*TO DO*: Please set out the lines below as a Markdown table with the columns Row and Line, numbering each line and leaving out any blank lines.

━━━━

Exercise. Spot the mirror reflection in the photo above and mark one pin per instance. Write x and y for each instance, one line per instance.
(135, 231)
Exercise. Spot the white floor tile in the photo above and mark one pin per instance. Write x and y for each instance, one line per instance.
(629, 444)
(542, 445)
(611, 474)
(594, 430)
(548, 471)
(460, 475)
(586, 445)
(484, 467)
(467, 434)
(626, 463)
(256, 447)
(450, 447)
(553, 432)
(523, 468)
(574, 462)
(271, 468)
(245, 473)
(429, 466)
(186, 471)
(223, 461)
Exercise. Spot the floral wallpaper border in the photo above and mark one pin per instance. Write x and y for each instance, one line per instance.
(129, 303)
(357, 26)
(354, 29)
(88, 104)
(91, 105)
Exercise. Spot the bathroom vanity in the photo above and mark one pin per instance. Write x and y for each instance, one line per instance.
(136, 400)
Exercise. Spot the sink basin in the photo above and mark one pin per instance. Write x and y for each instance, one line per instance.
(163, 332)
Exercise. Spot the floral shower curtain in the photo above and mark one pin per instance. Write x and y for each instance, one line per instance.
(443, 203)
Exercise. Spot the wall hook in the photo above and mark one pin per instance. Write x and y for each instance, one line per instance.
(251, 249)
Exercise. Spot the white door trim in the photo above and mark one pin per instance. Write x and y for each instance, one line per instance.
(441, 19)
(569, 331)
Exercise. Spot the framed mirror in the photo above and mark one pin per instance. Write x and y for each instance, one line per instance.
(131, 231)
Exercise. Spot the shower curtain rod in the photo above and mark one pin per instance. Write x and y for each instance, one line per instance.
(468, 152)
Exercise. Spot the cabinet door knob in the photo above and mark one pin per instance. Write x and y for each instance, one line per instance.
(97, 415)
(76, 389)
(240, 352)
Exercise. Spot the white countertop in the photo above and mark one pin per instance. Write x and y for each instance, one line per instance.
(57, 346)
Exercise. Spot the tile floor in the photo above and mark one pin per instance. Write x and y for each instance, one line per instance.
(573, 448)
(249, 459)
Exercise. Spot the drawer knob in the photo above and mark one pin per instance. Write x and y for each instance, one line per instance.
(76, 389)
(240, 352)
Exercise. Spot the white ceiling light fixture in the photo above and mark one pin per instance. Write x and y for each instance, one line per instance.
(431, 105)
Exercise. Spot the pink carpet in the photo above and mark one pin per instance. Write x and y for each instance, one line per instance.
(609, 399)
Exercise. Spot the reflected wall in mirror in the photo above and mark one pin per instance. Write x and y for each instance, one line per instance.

━━━━

*ANSWER TO THE PROBLEM*:
| Row | Line |
|---|---|
| 1 | Exercise. Spot the mirror reflection in the photo above and mark one pin per instance. Write x and y for each instance, one line per instance. |
| 2 | (135, 231) |
| 3 | Exercise. Spot the white floor tile in the photo above and mark one pin per instance. Write x and y for each instance, one line per instance. |
| 4 | (629, 444) |
| 5 | (542, 445) |
| 6 | (611, 474) |
| 7 | (594, 430) |
| 8 | (548, 471) |
| 9 | (460, 475) |
| 10 | (586, 445) |
| 11 | (484, 467) |
| 12 | (467, 434) |
| 13 | (626, 463) |
| 14 | (256, 447) |
| 15 | (450, 447) |
| 16 | (553, 432) |
| 17 | (523, 468) |
| 18 | (574, 462) |
| 19 | (271, 468) |
| 20 | (245, 473) |
| 21 | (429, 466) |
| 22 | (186, 471) |
| 23 | (223, 461) |
| 24 | Exercise. Spot the floral wallpaper border in the photo above and mark one pin per instance. Write x and y for each instance, one line per instance. |
| 25 | (129, 303) |
| 26 | (357, 26) |
| 27 | (354, 29) |
| 28 | (88, 104) |
| 29 | (91, 105) |
| 30 | Exercise. Spot the bathroom vanity in the photo above and mark one pin per instance. Write x and y for each instance, one line per instance. |
| 31 | (136, 400) |
| 32 | Exercise. Spot the sink basin in the photo above and mark one pin per instance. Write x and y for each instance, one line per instance. |
| 33 | (163, 332) |
| 34 | Exercise. Spot the floral shower curtain in the photo above and mark one pin per instance. Write x and y for each instance, one line per instance. |
| 35 | (443, 203) |
| 36 | Exercise. Spot the wall hook in the photo above and mark one pin per instance. Write x and y for each instance, one line per instance. |
| 37 | (251, 249) |
| 38 | Exercise. Spot the white door trim in the photo above and mark one pin per instance. Write x and y for each instance, one line per instance. |
| 39 | (441, 19) |
| 40 | (569, 331) |
| 41 | Exercise. Spot the framed mirror in the photo above and mark one pin per instance. Write x and y for each instance, one line per instance. |
| 42 | (131, 231) |
| 43 | Exercise. Spot the shower curtain rod in the photo above and mark one pin per instance. Write x and y for each instance, one line per instance. |
| 44 | (468, 152) |
| 45 | Exercise. Spot the cabinet door knob in the photo above and mark one pin per instance. Write x and y for each instance, one line per instance. |
| 46 | (97, 415) |
| 47 | (76, 389) |
| 48 | (240, 352) |
| 49 | Exercise. Spot the white countertop in the photo above and mark one pin per instance. Write x and y for each instance, one line per instance. |
| 50 | (57, 346) |
| 51 | Exercise. Spot the tile floor in the photo above and mark one pin per instance. Write x and y for each instance, one line per instance. |
| 52 | (573, 448) |
| 53 | (249, 459) |
| 54 | Exercise. Spot the drawer knob in the photo above and mark one pin per instance. Write x and y for each instance, one line per instance. |
| 55 | (76, 389) |
| 56 | (240, 352) |
| 57 | Exercise. Spot the white ceiling light fixture in the photo above and mark one pin per instance. Write x and y for each instance, one line per instance. |
| 58 | (431, 105) |
| 59 | Exercise. Spot the pink carpet in the photo above and mark one pin per instance. Write x and y for each instance, one line per instance. |
| 60 | (609, 399) |
| 61 | Exercise. Spot the reflected wall in mirror in the photo above and mark one pin per instance. Write x and y for each instance, one line per instance. |